ページ抜粋 =>

自宅を7時に出て、JR大阪駅から北近畿1号に乗った。
福知山から山陰本線に入り、城崎で普通列車に乗り継いで、浜坂で降りた(11:48)。
昼飯は、城崎駅でカニ寿司を買い車中で済ませた。
浜坂には2回来ているので、だいたい様子が分かる。
駅前のタクシー乗り場に荷物を置いて買い出しに出発。
まずは、枚方の自宅近くの割烹「藤」で板前をやっている松チャンの実家である古くからのM酒店(弟さんが経営)に寄る。
今回も量り売りの「香住鶴」を所望するが、夏場は温度管理が難しくやっていないとのこと。
残念だが銘酒をあきらめて、代わりにワインにする。ワインルームの中で少し迷った末に、手頃な赤を選んでくれた。
次に、近くの食料品店に入り、イカ小3杯、名前の知らない大きな貝を沢山茹でたパック、名物の竹輪1本、タマネギ、トマト、みかん各1個、
それと翌朝用に、あんパンとメロンパン、小さなあん餅の「かま焼」(鳥取産)を買い込む。
駅に戻って、タクシーで浜へ向かう。
岸田川の河口のすぐ南、すなわちビーチの東端に相当古い小さな倉庫風の建物の貴重な日影を発見。
日影の先客、同年代の男性二人に挨拶し、荷物を降ろしてファルトを広げる。二人とも興味を持って質問責めの中、艇の組立てを進めた。

組み終えてから、楽しみにしていた浜坂温泉・ユートピア浜坂(徒歩2分)に向かう。
浜坂では市街の中心から温泉が湧き、旅館、民宿、一般家庭にまで配湯されているそうだ。
今夜のテント泊に備え温泉の湯で今までの汗を流し、爽やかに浜坂サニービーチ(右写真)を出艇したのは16時。
予定より1.5時間遅れだが、誰も文句を言わない。一人旅は全てがマイだらだらペースでOKだ。
ラダーを踏み込み薄曇りの中をゆっくり東に向かう。

鬼門崎を過ぎ、田井の沖を漕ぎ、但馬御火浦(ミホノウラ)と呼ばれる海岸線を楽しむ。
今宵のテントは、遅れているので予定を変更して、三尾の先に張ることにする。
前方には、三尾の入口にある大島の灯台がよく見えていて心強い。

前方から2杯のシ−カヤックがやってきた。
2艇の間が空いているので、その中を進む。挨拶の声をかけたが、日本人ではない。
40歳代くらいの白人だ。香住かと聞く。無茶言うな、香住は明日の昼だ。
彼らは浜坂上がりとのこと。
こんな素晴らしい日本の海をカヌーで楽しむとは、彼らは文明人だ。
残念ながら日本人カヤッカーにはこの2日間出会わなかった。
(ホントは海を独り占めできる喜びに浸っていて、決して残念とは思わなかった。)

三尾は結構大きな集落である。3年前は小雨に煙っていて、よく見えていなかったのだ。

演習課題 1 =>
浜坂からのカヤック旅の記録では、浜坂サニービーチを出艇したのは何時ですか。
演習課題 2 =>
浜坂からのカヤック旅の記録から、「昼飯は、城崎駅でカニ寿司を買い車中で済ませた。」で始まって「組み終えてから、楽しみにしていた浜坂温泉・ユートピア浜坂(徒歩2分)に向かう。」まで続く部分を一字も変えずに出力してください。
演習課題 3 =>
浜坂からのカヤック旅の記録を、示されている最後の文の後から引き継いで書き進めてください。

提供データ =>
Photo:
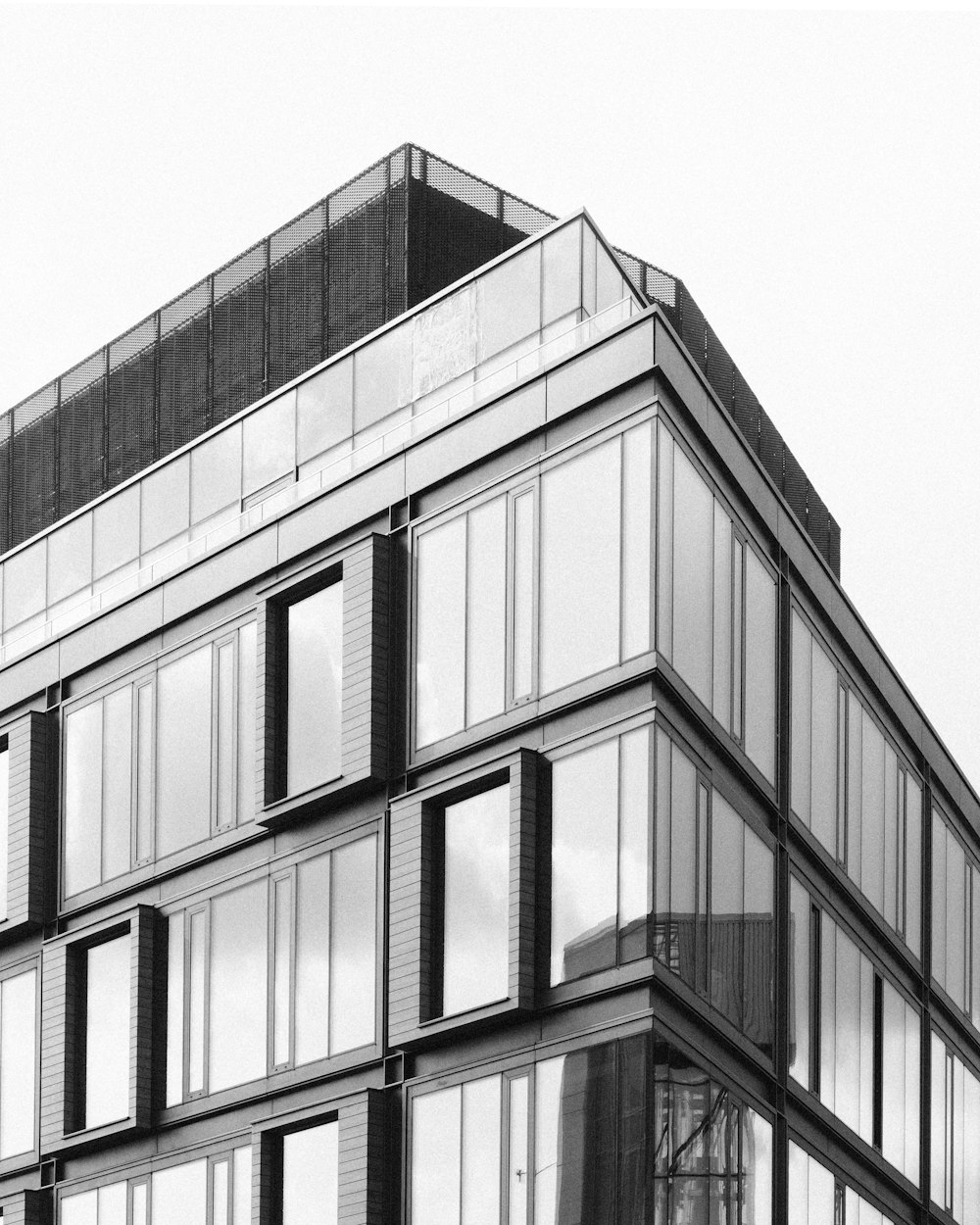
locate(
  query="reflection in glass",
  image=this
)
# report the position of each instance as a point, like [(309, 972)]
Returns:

記述回答 1 =>
16時です。

記述回答 2 =>
昼飯は、城崎駅でカニ寿司を買い車中で済ませた。
浜坂には2回来ているので、だいたい様子が分かる。
駅前のタクシー乗り場に荷物を置いて買い出しに出発。
まずは、枚方の自宅近くの割烹「藤」で板前をやっている松チャンの実家である古くからのM酒店(弟さんが経営)に寄る。
今回も量り売りの「香住鶴」を所望するが、夏場は温度管理が難しくやっていないとのこと。
残念だが銘酒をあきらめて、代わりにワインにする。ワインルームの中で少し迷った末に、手頃な赤を選んでくれた。
次に、近くの食料品店に入り、イカ小3杯、名前の知らない大きな貝を沢山茹でたパック、名物の竹輪1本、タマネギ、トマト、みかん各1個、
それと翌朝用に、あんパンとメロンパン、小さなあん餅の「かま焼」(鳥取産)を買い込む。
駅に戻って、タクシーで浜へ向かう。
岸田川の河口のすぐ南、すなわちビーチの東端に相当古い小さな倉庫風の建物の貴重な日影を発見。
日影の先客、同年代の男性二人に挨拶し、荷物を降ろしてファルトを広げる。二人とも興味を持って質問責めの中、艇の組立てを進めた。

組み終えてから、楽しみにしていた浜坂温泉・ユートピア浜坂(徒歩2分)に向かう。

記述回答 3 =>
5万1の地図には学校印まであるではないか。失礼しました。三尾の出口には小さな大島があって、天然の良港になっている。
大島には灯台があり、遠くからもよく分かる。大島との間の狭い水路を漕ぎ進める。(灯台用の電線が架かっていて、漁船は通れない。) 
急斜面に鳥居が立っている。天然記念物と読める古い石碑も見えた。

やがて岩の半島が但馬御火浦に突き出て進路を妨げる。
左写真に小さく見えるが、岩に穴が開いていて、向こう側の海が見える。
この先端は鋸崎と呼ばれている。まさに日本海の造形美だ。
その根元あたりを目指して漕ぎ寄せる。大きな洞窟が見える。
大きめの石の浜辺に着艇。なかなか快適そうなサイトだ。まず、洞窟の中にテントを張る。フライは不要だ。

一段落して、海岸沿いに岩を伝って東へ行くと、果たせるかな川があった。
小さな滝が何段か続いている。やった!大自然の中の天然露天水風呂、冷たいシャワー。極楽であった。
(右写真、左下はその水風呂からの眺め。ガイドブックには、三尾松島と書いてあった。)


すっきりして、ディナータイムだ。
まずは、ワインをなみなみと注ぐ。疲れた筋肉にまで染み透る。
湯を沸かして、貝を放り込む。
小さなコッヘルが満タンだ。竹輪を焼く。イカを海水で洗う。

大御馳走の匂いが広範囲に行き渡ったのだろう、虫が少しだけ集まったようだ。
テントを張ったのは正解だったが、翌朝、船虫が1匹テントに入っていた。
このテントは天井に通風煙突があり、フライを張らなかったので、簡単に侵入できたのか。
お陰で夜中に船虫君に顔や手足を這い回られる羽目になった。

先日の新聞によると、JR山陰本線・豊岡〜浜坂間で「いさり火列車」が7月7日から運行されているそうだ。
海の見える区間で車内の照明を落とし、時速15kmに減速して、車窓から暗やみの沖の漁り火を眺める趣向だ。
そこで私も今夜は、日本海の夏の風物詩・イカ釣りの漁り火を見ながら眠ることにした。
もっと多くの船灯りが見えると思っていたが、テントサイトからは計4隻しか見えなかった。
(上の写真の左の岩端に小さく光っているのは、大島の灯台。下写真では島影に漁船が隠れ、左から新たな1隻が出て来た。イカ釣り漁船は少しずつ右に移っていった。)


20:25 ワインを飲み干す。
南仏の赤ワインで、甘からず渋からず実にうまかった。疲れが取れた。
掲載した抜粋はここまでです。